**The task**.
Reproduce verbatim the passage of the article on the dollar and the coronavirus outbreak, starting at "Heightened risk aversion, which" and ending at "(8:56GMT), down 0.2%.".

**Document text**.
--- START ---

By Noreen Burke
Investing.com - The dollar regained ground against a currency basket on Monday as a surge in new cases of coronavirus globally, most notably in Italy, renewed concerns over the economic impact of the outbreak.
Authorities in Italy imposed a quarantine in the north of the country to try to halt what is the largest outbreak of the virus in Europe, with the number of cases jumping to above 150 on Sunday from just three before Friday.
in South Korea the number of infections has surged to more than 700 with seven deaths and Iran has confirmed 43 cases and eight deaths.
On Monday China reported only 11 new cases outside Hubei province, where the virus originated, indicating that the spread of the virus in the rest of the country has slowed.
Chinese authorities have been urging business to resume work in order to spearhead a recovery in the world’s second largest economy.
"The omens are not particularly good today," said Ray Attrill, head of FX strategy at National Australia Bank in Sydney. "The presumption was that we would see intermediate supply chains quickly reconnected and I think the market's had to go through a period of questioning that logic."
The Australian and New Zealand currencies remained on the back foot, with the Aussie hitting a fresh 11-year low overnight and the kiwi shedding half a percent.
Heightened risk aversion, which also saw stocks tumble and gold and bonds rise, offered some support to the traditional safe haven yen, but concerns over Japan's virus exposure still weighed.
The dollar was trading at 111.39 per yen by 3:56 AM ET (8:56GMT), down 0.2%.
"The market reaction to the coronavirus appears to be evolving, beginning to differentiate the currencies vulnerable to the virus from the rest," Barclays analysts said in a note.
"U.S. dollar assets provide relative attractiveness," they wrote. "In fact, our economists forecast no impact on U.S. growth from Covid-19, with relatively few domestic incidents and a low dependency on China's economy."
Against a basket of currencies, the U.S. dollar index crept back toward an almost three-year peak touched last week, before soft economic data knocked it from its perch on Friday.
It was higher against the euro at 1.0821 and the British pound at 1.2919.

--- END ---

**Supplied data**.
--- START ---

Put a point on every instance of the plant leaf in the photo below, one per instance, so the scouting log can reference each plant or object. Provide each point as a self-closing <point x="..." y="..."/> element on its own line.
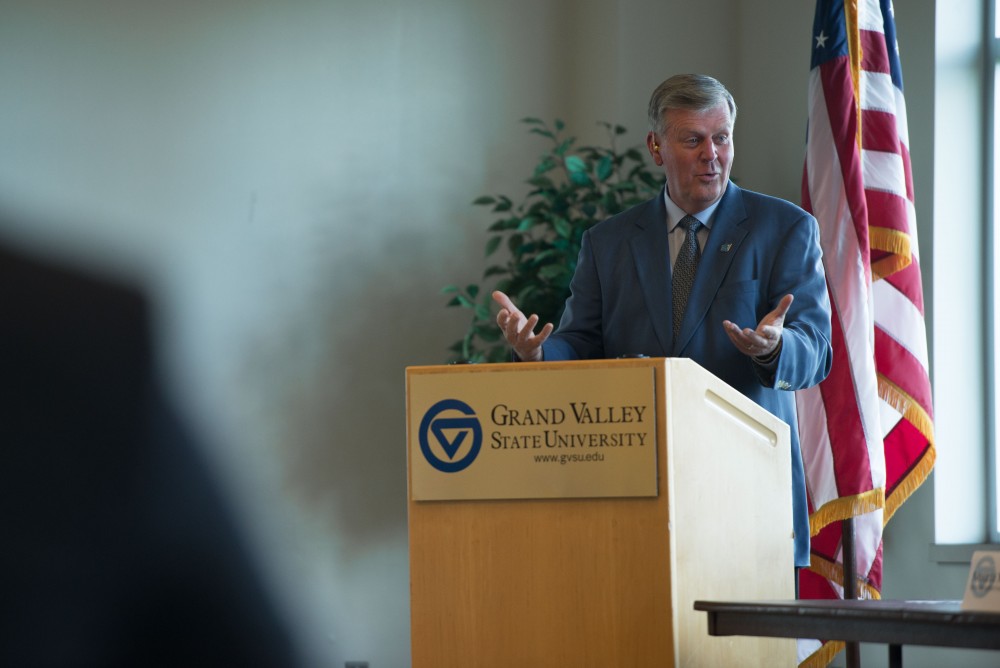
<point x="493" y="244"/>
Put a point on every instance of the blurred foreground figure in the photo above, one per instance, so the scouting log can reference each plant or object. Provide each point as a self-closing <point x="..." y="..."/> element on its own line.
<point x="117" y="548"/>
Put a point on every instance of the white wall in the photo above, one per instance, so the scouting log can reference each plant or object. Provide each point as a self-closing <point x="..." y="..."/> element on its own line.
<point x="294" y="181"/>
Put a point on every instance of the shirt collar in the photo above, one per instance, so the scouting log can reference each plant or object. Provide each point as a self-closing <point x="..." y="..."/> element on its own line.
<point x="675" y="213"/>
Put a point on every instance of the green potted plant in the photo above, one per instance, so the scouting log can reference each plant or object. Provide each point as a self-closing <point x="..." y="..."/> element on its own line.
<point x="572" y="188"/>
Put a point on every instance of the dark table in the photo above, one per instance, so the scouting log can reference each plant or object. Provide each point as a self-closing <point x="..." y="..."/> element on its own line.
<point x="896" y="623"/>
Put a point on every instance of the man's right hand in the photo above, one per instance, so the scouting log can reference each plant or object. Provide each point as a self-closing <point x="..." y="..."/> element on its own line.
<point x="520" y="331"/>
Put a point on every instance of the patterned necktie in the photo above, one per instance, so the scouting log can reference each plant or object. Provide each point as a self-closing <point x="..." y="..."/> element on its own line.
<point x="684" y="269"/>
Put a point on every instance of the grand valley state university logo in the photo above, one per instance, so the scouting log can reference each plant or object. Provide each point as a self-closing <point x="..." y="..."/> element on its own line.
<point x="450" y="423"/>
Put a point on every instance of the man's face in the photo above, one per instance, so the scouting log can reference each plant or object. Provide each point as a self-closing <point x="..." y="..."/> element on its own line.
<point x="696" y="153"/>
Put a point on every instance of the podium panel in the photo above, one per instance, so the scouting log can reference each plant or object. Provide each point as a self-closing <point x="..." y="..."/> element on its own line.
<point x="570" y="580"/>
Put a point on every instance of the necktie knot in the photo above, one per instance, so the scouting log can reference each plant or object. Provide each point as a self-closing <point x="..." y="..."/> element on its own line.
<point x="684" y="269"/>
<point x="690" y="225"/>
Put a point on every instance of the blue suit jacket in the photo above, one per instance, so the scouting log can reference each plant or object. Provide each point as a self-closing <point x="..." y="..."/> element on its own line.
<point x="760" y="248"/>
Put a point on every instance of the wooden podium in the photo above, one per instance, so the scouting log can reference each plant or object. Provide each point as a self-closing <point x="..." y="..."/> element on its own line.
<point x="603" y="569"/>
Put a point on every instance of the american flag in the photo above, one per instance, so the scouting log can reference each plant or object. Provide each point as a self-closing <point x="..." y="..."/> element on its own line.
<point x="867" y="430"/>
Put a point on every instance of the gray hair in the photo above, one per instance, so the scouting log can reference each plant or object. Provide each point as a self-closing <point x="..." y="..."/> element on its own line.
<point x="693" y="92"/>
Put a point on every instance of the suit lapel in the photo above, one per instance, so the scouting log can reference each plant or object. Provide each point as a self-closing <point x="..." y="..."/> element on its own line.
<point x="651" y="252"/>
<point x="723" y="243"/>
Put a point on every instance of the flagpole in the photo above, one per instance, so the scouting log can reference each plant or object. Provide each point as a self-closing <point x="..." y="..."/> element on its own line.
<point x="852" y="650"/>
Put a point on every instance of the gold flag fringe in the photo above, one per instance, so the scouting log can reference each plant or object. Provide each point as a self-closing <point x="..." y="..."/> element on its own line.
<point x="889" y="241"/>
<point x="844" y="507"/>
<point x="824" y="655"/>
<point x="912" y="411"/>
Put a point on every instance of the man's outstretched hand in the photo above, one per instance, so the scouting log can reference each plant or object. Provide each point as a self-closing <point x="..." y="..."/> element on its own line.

--- END ---

**Your response**.
Heightened risk aversion, which also saw stocks tumble and gold and bonds rise, offered some support to the traditional safe haven yen, but concerns over Japan's virus exposure still weighed.
The dollar was trading at 111.39 per yen by 3:56 AM ET (8:56GMT), down 0.2%.